- **Trecho**:
※
Dada a dicionarização do termo, os seus comuns usos e o que vem de benefício a partir deste, será abordado um meio, não tão conhecido assim, do turismo. As ideologias polarizantes – isto é, divergentes entre si – do Brasil e ao redor do mundo já o comungam, mesmo que para as massas ele seja desconhecido. O “turismo de guerra” é o que quero abordar. Diferente do uso comum do turismo, o turismo de guerra é perverso e oportunista. Veja, não falo do turismo feito a países ou regiões que sofreram os males de guerras passadas, mas aos países que estão em circulação atual de guerra e que recebem turistas. Esses turistas não vão com o intuito de ajudar, mas o de se mostrar. Exemplificando esta situação, a contemporaneidade da guerra na Ucrânia recebeu milhares de pessoas que, em sua legitimidade, ajudaram com suprimentos básicos, transporte, entre outras coisas, os refugiados daquela região; mas, e este é o âmago do fenômeno, o país também recebeu gente do mundo inteiro – empresas, políticos, ONGs duvidosas, celebridades – usando tal tragédia com o desígnio de autopromoção.
※
- **Excertos de dados**:
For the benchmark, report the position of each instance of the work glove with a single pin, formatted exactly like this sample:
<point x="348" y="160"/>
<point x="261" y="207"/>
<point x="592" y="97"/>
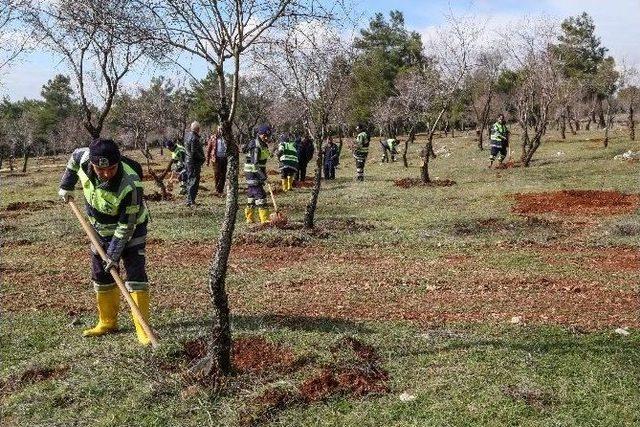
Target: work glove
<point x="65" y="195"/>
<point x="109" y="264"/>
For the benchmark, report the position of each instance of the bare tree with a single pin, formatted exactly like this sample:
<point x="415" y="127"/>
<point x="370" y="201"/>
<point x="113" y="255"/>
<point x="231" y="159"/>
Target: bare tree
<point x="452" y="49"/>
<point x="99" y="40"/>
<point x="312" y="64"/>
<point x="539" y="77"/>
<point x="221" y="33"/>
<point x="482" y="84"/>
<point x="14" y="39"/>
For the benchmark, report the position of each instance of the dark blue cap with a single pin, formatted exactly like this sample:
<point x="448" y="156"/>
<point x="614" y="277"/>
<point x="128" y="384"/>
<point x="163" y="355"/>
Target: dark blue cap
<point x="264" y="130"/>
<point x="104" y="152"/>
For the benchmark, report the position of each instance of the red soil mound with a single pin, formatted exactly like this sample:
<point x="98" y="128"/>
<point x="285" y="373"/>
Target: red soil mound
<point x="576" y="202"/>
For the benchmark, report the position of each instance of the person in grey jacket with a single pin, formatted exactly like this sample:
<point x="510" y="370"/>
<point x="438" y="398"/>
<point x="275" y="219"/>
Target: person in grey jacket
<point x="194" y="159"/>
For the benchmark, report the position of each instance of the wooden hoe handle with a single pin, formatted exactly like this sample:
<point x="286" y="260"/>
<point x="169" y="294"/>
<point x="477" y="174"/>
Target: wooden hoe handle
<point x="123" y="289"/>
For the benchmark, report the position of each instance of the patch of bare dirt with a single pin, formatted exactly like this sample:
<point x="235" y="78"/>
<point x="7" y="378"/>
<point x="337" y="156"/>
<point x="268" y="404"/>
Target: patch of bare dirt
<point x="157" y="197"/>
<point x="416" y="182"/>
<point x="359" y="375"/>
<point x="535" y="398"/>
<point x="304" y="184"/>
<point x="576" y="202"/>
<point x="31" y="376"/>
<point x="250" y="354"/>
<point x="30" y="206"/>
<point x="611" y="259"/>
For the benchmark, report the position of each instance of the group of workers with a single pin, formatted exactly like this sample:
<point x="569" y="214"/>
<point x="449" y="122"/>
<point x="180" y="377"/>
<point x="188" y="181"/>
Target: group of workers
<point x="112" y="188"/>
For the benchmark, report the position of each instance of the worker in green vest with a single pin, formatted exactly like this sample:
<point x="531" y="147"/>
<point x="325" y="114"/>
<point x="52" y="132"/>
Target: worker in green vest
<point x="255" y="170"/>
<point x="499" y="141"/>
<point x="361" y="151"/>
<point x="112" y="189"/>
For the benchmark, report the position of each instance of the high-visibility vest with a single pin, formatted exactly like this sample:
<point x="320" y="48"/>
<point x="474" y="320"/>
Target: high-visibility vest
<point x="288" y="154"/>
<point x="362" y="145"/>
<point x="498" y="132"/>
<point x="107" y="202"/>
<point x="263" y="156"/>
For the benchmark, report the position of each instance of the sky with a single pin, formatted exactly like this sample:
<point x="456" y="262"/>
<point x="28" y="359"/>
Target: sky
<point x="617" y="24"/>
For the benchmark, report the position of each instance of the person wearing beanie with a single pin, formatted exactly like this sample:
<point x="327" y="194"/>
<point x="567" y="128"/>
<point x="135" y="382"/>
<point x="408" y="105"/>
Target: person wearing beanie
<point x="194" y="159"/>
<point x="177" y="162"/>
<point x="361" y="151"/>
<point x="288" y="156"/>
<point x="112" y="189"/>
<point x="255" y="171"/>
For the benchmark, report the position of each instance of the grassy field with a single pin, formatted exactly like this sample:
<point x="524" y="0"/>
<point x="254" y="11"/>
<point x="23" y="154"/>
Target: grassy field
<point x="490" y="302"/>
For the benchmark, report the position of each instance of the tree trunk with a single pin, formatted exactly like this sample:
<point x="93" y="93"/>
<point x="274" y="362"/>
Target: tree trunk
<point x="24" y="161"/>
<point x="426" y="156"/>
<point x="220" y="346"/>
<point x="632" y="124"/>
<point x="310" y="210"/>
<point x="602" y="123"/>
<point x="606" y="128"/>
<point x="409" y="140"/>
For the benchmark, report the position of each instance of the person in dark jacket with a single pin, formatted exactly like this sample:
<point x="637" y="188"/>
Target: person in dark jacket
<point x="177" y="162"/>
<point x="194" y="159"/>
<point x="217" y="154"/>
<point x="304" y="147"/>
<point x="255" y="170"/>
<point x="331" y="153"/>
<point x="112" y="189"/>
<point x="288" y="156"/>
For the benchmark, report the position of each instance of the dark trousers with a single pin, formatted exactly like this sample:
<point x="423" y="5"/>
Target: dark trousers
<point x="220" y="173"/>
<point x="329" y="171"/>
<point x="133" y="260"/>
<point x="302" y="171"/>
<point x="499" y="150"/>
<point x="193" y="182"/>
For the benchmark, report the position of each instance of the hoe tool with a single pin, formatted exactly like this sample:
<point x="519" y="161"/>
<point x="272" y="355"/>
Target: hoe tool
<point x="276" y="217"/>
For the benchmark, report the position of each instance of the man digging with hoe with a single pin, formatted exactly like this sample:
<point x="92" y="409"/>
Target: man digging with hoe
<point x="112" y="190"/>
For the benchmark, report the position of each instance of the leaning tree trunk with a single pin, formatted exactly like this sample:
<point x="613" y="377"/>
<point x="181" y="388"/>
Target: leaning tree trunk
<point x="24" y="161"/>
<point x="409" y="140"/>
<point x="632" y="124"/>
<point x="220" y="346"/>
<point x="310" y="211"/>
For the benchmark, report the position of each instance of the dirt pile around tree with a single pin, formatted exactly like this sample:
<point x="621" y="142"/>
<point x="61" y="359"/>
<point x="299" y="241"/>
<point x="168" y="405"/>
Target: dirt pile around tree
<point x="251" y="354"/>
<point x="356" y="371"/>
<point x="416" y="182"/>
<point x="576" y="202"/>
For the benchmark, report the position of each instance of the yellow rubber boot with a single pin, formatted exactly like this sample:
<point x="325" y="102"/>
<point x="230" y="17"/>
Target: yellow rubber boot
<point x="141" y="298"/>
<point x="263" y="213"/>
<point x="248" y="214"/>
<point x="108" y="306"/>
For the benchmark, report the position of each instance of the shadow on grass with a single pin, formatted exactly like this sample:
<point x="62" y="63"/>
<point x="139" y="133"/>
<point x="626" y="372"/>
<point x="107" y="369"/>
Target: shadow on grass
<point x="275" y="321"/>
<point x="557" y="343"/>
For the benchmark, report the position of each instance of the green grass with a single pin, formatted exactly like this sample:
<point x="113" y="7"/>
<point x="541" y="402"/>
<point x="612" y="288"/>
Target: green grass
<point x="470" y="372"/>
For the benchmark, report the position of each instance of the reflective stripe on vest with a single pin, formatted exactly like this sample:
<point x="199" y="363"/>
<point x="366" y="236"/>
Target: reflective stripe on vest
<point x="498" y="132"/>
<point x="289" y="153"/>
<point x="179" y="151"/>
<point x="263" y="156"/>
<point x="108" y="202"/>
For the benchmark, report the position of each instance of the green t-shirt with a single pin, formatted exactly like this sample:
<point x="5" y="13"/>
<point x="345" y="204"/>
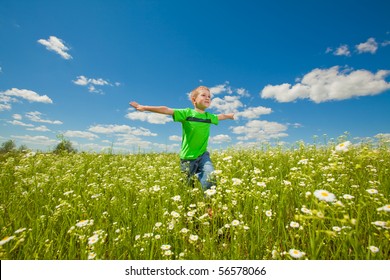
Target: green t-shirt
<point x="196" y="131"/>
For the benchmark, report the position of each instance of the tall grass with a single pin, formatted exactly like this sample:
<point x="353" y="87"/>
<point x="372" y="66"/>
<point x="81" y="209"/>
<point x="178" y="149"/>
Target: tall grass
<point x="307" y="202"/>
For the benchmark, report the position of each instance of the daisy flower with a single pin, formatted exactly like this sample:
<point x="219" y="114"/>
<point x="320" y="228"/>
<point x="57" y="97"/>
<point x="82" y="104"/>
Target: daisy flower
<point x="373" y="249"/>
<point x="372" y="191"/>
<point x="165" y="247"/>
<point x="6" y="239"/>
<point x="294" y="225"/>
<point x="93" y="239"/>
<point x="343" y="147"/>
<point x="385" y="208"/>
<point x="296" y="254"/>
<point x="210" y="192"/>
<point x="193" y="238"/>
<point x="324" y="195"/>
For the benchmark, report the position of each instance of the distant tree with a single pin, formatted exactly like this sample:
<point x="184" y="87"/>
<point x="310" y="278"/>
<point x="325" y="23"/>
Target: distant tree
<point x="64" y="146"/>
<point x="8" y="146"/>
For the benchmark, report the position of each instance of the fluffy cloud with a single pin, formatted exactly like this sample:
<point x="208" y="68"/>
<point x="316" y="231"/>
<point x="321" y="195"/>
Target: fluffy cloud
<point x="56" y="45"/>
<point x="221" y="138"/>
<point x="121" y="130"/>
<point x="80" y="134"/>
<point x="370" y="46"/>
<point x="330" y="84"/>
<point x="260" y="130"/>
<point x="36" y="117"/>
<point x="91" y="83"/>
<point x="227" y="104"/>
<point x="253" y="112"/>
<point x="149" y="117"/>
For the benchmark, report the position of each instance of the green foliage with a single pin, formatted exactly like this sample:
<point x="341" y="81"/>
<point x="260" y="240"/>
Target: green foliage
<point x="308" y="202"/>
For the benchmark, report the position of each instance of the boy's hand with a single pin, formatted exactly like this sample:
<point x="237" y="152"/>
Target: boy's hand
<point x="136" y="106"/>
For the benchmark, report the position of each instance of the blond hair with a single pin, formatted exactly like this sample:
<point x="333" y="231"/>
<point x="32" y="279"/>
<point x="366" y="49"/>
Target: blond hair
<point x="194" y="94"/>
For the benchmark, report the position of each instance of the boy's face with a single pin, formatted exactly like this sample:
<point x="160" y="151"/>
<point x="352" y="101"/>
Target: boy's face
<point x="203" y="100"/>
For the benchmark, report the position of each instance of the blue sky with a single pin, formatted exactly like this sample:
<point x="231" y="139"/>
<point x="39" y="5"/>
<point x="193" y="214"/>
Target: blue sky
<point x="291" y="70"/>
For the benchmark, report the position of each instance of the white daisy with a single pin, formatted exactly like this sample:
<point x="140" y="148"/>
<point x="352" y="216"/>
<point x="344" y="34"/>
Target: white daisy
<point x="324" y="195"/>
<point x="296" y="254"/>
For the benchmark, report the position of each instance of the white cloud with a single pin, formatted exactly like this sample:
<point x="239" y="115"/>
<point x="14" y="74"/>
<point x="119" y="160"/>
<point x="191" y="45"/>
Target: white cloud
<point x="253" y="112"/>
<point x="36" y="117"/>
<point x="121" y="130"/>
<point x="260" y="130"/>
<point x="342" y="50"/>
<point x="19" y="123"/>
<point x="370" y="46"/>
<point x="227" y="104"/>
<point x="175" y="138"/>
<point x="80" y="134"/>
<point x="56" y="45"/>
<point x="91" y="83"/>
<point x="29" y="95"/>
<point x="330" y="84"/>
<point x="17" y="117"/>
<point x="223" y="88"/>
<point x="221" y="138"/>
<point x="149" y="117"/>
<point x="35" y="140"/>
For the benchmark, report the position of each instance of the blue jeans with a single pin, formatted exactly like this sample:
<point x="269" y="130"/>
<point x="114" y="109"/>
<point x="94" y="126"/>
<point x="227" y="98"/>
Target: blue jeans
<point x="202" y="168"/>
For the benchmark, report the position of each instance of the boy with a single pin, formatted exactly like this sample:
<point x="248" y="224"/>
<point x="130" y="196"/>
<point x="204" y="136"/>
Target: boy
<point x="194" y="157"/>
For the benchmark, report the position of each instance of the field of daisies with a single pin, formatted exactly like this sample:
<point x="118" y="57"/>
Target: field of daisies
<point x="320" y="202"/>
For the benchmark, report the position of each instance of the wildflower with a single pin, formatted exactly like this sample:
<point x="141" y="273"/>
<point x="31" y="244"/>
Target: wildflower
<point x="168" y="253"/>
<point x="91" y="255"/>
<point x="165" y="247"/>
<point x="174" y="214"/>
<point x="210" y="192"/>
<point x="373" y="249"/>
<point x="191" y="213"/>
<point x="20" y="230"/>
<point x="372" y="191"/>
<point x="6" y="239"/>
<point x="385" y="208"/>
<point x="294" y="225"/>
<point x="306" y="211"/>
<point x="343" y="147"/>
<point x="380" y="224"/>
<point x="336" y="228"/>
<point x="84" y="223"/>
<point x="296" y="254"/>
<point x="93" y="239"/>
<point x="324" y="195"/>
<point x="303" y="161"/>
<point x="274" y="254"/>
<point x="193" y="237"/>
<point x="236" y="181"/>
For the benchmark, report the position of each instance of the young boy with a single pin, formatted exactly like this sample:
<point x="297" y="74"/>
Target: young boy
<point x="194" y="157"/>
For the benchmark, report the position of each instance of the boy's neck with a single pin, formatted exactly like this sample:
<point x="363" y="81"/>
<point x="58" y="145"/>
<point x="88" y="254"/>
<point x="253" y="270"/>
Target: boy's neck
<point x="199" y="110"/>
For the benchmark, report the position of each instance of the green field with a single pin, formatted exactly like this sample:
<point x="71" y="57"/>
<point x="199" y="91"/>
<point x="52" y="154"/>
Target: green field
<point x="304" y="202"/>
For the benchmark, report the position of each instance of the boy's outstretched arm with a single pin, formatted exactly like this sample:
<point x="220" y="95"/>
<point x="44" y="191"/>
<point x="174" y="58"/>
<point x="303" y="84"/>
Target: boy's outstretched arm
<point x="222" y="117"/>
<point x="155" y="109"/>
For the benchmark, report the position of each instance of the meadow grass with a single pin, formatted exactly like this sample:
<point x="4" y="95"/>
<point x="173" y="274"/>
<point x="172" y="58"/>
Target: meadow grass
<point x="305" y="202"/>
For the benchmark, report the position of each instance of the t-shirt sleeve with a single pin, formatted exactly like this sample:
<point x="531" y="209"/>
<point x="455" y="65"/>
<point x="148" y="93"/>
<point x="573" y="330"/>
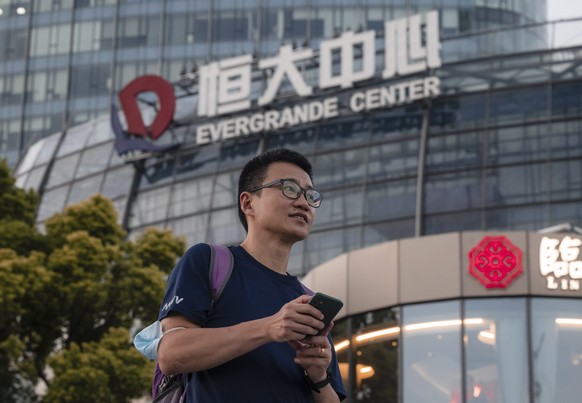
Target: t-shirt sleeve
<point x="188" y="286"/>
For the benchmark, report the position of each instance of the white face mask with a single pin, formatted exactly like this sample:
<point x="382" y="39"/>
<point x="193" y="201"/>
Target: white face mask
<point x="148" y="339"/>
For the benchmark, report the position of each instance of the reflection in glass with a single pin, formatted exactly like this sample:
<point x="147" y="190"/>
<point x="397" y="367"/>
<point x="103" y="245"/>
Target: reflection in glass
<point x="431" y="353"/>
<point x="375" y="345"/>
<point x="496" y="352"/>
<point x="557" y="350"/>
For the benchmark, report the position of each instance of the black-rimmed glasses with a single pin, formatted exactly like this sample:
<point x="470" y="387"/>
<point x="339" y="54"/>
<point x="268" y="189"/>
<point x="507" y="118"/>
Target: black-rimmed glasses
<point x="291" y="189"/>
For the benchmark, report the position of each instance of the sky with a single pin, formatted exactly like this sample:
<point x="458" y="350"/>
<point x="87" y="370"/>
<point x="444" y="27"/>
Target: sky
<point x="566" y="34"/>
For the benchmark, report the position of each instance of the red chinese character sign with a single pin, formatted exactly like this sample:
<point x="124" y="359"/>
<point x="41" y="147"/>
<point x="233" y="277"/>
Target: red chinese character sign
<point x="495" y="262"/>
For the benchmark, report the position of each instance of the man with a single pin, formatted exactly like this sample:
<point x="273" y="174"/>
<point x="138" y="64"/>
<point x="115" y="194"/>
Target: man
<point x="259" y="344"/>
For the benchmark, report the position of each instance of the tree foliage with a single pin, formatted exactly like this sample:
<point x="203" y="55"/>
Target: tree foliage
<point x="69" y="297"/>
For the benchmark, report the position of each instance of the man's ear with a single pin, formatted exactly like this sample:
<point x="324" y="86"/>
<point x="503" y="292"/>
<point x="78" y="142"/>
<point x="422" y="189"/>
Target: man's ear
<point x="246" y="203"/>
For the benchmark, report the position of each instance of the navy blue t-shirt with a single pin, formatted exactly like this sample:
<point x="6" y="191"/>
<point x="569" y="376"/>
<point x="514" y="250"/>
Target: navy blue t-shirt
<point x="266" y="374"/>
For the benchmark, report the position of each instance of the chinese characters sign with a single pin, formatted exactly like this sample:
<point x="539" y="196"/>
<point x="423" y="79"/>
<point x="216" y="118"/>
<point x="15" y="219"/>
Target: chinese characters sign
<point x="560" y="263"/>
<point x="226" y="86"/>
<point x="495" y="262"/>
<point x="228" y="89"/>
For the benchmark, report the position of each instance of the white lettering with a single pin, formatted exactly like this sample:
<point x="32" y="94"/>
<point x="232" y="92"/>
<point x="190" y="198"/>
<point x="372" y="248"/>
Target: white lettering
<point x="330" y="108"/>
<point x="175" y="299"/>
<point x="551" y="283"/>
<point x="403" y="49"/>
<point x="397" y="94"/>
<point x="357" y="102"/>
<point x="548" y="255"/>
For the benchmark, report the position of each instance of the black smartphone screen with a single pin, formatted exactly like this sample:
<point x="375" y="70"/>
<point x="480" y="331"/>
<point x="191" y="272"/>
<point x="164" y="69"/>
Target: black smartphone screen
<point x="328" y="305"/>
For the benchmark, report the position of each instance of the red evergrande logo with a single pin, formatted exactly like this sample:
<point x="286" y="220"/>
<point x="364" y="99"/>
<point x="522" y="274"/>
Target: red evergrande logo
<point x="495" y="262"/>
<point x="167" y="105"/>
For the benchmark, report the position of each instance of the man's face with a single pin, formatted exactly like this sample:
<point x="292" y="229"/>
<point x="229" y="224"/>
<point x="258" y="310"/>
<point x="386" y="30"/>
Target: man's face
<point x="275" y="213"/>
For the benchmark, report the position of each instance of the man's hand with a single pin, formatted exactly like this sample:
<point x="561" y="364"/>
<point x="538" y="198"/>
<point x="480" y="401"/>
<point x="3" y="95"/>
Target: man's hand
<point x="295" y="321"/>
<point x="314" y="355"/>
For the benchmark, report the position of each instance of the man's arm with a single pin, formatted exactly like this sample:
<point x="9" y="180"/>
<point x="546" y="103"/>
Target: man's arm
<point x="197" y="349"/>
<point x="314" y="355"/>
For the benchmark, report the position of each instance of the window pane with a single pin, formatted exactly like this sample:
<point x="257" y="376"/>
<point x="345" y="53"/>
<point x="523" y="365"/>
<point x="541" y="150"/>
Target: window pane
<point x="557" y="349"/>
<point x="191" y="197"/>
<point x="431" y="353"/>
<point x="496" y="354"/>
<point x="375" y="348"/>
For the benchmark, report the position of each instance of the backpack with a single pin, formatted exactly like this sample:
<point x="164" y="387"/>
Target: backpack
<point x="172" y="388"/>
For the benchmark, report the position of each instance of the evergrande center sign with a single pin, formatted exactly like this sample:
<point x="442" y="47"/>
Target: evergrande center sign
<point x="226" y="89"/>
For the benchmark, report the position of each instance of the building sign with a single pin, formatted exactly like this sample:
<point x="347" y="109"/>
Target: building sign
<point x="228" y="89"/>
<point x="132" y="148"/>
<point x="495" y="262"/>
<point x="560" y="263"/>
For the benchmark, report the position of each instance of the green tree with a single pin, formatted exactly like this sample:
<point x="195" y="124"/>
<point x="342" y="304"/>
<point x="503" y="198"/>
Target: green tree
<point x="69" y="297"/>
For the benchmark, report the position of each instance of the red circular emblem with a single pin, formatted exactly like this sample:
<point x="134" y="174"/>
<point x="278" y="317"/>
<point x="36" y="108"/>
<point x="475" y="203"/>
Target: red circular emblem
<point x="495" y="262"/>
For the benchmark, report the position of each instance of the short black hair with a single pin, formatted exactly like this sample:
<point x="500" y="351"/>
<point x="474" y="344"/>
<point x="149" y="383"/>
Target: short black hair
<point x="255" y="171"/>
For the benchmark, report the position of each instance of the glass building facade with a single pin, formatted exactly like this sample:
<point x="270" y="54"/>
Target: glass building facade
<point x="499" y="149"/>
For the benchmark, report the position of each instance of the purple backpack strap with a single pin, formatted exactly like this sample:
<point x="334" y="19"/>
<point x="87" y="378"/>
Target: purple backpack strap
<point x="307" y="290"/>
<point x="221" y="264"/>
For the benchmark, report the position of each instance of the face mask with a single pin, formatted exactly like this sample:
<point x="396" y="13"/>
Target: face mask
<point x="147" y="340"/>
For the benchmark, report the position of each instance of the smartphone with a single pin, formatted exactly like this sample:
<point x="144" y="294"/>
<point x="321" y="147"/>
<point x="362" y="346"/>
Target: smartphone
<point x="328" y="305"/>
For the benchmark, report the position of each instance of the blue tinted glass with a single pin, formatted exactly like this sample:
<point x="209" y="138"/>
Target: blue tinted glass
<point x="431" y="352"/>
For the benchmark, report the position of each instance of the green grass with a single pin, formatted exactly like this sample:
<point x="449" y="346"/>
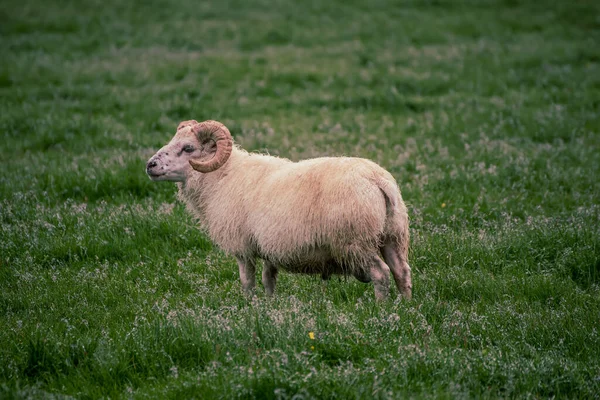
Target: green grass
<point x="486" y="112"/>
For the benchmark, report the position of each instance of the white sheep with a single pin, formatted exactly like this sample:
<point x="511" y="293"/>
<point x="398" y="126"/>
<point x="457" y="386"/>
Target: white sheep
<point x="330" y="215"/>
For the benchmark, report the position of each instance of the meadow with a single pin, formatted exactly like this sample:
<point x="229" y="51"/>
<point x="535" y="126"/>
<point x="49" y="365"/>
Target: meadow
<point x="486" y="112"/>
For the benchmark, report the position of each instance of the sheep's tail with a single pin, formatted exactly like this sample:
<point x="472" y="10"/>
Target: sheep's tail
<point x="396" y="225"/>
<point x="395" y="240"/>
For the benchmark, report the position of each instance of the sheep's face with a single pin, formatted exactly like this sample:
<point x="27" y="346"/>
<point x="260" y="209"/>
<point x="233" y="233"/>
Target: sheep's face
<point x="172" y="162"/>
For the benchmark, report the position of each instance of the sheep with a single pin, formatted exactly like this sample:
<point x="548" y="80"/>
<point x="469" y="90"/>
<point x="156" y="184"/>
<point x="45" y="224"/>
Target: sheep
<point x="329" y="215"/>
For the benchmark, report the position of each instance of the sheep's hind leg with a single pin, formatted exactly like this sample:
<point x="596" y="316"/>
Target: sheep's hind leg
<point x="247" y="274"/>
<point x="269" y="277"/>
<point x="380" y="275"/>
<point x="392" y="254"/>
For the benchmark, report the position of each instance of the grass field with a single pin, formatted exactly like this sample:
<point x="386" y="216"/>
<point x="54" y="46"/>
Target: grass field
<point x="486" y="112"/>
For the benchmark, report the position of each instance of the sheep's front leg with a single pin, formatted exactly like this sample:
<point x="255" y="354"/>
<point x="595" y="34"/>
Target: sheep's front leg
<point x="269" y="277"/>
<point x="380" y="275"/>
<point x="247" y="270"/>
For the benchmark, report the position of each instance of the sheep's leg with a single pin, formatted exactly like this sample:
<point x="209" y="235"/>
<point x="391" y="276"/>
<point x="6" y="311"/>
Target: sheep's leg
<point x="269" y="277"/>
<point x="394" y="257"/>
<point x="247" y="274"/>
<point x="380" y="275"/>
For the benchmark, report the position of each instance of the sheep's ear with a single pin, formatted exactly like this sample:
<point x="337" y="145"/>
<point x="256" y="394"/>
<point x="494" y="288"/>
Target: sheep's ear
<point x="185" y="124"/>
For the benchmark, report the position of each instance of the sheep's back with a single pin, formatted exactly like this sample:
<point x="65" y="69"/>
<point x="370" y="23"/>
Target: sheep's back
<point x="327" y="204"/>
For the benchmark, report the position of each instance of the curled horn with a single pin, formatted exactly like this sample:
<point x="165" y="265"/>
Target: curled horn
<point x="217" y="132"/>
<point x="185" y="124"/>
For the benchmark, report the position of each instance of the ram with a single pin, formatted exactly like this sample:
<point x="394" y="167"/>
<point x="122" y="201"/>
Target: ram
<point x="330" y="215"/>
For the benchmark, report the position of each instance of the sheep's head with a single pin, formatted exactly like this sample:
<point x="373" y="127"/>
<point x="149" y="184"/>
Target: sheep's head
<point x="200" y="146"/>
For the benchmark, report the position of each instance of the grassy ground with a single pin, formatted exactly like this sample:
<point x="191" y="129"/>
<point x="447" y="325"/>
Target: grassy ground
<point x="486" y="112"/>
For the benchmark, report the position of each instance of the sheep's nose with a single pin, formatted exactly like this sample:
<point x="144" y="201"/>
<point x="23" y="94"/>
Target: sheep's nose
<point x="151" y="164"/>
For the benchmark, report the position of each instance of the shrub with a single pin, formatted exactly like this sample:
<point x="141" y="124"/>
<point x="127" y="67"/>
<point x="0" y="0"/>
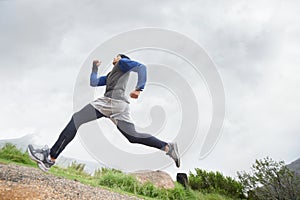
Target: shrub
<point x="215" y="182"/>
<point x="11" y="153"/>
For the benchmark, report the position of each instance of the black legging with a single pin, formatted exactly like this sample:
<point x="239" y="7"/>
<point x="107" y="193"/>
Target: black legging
※
- **Conjunto de tarefas**:
**a.** Indique se cada afirmação abaixo concorda com o trecho sobre turismo de guerra, respondendo sim ou não e citando as palavras do trecho que decidem. (i) O texto trata do turismo a regiões que sofreram guerras passadas. (ii) Os turistas de guerra viajam com o intuito de ajudar. (iii) A Ucrânia em guerra recebeu milhares de pessoas que ajudaram os refugiados.
**b.** Com quais dois adjetivos o trecho sobre turismo de guerra qualifica esse tipo de turismo?

- **Respostas abaixo**:
**a.**
(i) Não: "não falo do turismo feito a países ou regiões que sofreram os males de guerras passadas".
(ii) Não: "Esses turistas não vão com o intuito de ajudar, mas o de se mostrar."
(iii) Sim: "a contemporaneidade da guerra na Ucrânia recebeu milhares de pessoas que, em sua legitimidade, ajudaram com suprimentos básicos, transporte, entre outras coisas, os refugiados daquela região".

**b.** Perverso e oportunista.